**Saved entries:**
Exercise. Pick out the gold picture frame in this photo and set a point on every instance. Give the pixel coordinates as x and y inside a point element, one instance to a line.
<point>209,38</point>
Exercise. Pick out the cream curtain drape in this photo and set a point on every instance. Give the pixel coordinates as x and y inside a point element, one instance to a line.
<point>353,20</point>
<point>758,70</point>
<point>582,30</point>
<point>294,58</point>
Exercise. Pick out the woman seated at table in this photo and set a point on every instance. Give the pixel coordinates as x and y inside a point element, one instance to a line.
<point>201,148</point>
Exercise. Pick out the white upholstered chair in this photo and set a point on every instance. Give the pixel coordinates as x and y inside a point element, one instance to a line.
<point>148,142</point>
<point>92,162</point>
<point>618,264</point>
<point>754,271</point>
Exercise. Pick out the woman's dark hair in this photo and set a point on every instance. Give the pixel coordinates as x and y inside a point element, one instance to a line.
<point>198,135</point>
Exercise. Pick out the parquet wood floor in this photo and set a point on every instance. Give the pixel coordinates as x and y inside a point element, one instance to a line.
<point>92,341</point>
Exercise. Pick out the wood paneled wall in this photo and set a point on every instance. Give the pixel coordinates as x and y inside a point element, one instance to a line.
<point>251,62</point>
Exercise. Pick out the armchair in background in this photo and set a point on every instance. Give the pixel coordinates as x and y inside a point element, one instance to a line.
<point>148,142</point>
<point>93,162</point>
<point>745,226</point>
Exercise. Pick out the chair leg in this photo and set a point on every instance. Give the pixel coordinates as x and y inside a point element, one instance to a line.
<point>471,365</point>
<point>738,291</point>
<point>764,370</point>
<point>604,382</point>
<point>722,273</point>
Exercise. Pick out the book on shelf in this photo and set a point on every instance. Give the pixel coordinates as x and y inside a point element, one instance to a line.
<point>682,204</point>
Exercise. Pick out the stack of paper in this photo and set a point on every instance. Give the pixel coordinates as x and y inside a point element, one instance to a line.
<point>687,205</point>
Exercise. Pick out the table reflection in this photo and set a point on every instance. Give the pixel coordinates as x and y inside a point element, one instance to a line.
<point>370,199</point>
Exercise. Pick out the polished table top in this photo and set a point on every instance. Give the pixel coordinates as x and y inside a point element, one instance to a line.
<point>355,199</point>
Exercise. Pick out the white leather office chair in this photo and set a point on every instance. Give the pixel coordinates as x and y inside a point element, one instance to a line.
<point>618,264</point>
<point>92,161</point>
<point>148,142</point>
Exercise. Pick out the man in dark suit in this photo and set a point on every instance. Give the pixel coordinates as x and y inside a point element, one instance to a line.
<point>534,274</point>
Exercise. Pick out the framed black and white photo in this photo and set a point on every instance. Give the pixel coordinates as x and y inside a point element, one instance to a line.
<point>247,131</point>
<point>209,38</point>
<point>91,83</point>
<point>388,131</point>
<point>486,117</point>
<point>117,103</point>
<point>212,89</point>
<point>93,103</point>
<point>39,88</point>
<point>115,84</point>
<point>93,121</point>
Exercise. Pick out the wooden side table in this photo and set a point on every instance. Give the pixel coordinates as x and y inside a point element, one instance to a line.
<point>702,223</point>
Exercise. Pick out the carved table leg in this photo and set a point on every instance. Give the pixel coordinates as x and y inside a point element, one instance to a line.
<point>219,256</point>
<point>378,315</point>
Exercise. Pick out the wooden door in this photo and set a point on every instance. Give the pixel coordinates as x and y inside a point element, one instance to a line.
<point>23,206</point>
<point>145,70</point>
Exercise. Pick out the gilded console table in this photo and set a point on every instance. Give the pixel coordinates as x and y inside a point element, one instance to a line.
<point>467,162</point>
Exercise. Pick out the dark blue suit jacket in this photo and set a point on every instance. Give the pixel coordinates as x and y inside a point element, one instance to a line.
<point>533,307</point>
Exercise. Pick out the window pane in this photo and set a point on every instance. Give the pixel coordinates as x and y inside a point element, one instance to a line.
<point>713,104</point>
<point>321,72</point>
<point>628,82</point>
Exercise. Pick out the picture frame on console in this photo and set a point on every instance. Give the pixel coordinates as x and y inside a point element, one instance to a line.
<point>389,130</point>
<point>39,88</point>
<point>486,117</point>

**WRITTEN PROBLEM:**
Please update the lines from the one containing "Exercise. Pick out the table" up to and including the one containing "<point>355,199</point>", replacing "polished" with "glossy" and leaving everything else unchanged.

**EXERCISE RESPONSE:**
Exercise. Pick out the table reflection in this photo and set a point on every instance. Give the pixel coordinates as x and y inside a point element, one instance to a line.
<point>370,199</point>
Exercise. Pick out the glossy table top in this photo and set a point on every instance. Give the pixel coordinates as x and y inside a point element, one instance to a line.
<point>355,199</point>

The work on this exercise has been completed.